▶ _Your assignment_: Each record below should appear again exactly as written.

(Natural-language object grounding data)
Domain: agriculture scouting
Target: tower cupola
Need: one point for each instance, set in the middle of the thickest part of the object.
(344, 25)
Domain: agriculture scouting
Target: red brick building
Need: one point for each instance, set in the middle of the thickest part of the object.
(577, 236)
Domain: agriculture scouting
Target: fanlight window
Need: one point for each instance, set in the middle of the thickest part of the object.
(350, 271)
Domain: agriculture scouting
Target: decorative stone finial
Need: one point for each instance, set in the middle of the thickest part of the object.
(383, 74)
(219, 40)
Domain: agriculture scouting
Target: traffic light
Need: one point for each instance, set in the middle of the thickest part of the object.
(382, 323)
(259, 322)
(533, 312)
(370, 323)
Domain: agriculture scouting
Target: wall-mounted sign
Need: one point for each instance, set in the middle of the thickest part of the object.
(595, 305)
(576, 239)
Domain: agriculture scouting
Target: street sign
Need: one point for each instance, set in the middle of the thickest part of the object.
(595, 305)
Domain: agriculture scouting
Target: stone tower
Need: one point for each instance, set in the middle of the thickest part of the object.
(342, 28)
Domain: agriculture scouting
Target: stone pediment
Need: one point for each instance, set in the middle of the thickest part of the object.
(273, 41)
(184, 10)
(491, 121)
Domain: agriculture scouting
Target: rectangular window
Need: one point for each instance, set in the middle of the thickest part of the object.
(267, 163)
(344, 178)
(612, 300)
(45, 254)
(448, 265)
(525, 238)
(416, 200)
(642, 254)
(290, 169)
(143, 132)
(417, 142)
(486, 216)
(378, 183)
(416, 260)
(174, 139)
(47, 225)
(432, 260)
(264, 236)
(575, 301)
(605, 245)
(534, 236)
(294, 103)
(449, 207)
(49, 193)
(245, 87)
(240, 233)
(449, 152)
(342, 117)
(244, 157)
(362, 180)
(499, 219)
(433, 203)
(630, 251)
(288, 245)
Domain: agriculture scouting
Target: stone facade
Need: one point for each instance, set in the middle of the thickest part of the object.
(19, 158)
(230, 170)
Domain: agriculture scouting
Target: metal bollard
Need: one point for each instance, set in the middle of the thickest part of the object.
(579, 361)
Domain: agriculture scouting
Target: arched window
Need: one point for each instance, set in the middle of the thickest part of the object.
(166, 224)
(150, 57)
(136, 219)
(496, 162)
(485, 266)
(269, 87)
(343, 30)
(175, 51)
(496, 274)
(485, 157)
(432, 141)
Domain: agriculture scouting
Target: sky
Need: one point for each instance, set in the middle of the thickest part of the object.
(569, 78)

▶ _Solution_:
Domain: agriculture scouting
Target: tower cupola
Need: one point for each instance, set in the middle of the thickest part of the object.
(344, 25)
Domain: agriculture scouting
Target: red brick building
Need: one point for each instance, set in the middle of the thickest part of the object.
(577, 236)
Domain: agriculture scouting
Target: fanlight window
Need: one point for each instance, set in the middle of the thickest part of the object.
(350, 271)
Domain: agriculture scouting
Target: decorative stone finial
Need: one point for each instance, set in the middle of the thickest part of the object.
(383, 74)
(219, 40)
Domain: agriculture scouting
Target: traffic light
Need: one point for each instance, set in the middle of the thickest part of the object.
(382, 323)
(259, 322)
(533, 312)
(370, 323)
Domain: agriculture scouting
Target: wall-mounted sign
Need: one point for each instance, set in the middle of the thickest part of the object.
(595, 305)
(576, 239)
Domain: agriculture scouting
Target: street sign
Need: one point for each instance, set in the middle of the thickest part of the object.
(595, 305)
Domain: agriculture scouting
Target: stone tower
Need: one point for each instance, set in the middle of the thickest part of the object.
(342, 28)
Domain: agriculture scouting
Target: stone pediment
Need: one point for each instance, set in the middle of the thickest part of the object.
(273, 41)
(184, 10)
(491, 121)
Domain: agriculture scouting
Target: rectangular window
Need: one point for each instance, set in the middle of the thickest part of the object.
(267, 163)
(344, 178)
(612, 300)
(45, 254)
(448, 265)
(525, 238)
(416, 200)
(642, 254)
(290, 169)
(143, 132)
(417, 142)
(486, 216)
(378, 183)
(416, 260)
(174, 139)
(47, 225)
(432, 260)
(264, 236)
(575, 301)
(605, 245)
(534, 236)
(294, 103)
(449, 207)
(49, 193)
(245, 87)
(240, 233)
(449, 152)
(342, 117)
(244, 157)
(362, 180)
(499, 219)
(433, 203)
(630, 251)
(288, 245)
Domain: agriculture scouting
Target: stone facade
Need: one point for each instance, set in the middle of the thickest part of the object.
(19, 158)
(230, 170)
Domain: agriculture scouting
Target: metal bollard
Need: one point for each instance, set in the middle of the thickest part of the object.
(579, 361)
Domain: agriculture scouting
Target: arched window
Need: one point for each instance, set in the middle of the thickest part of the object.
(166, 224)
(150, 57)
(136, 219)
(496, 162)
(485, 266)
(269, 87)
(343, 30)
(175, 51)
(496, 274)
(485, 157)
(432, 141)
Domain: agriculture scouting
Target: sky
Need: one point for each instance, set in the middle of the thickest part of the object.
(569, 78)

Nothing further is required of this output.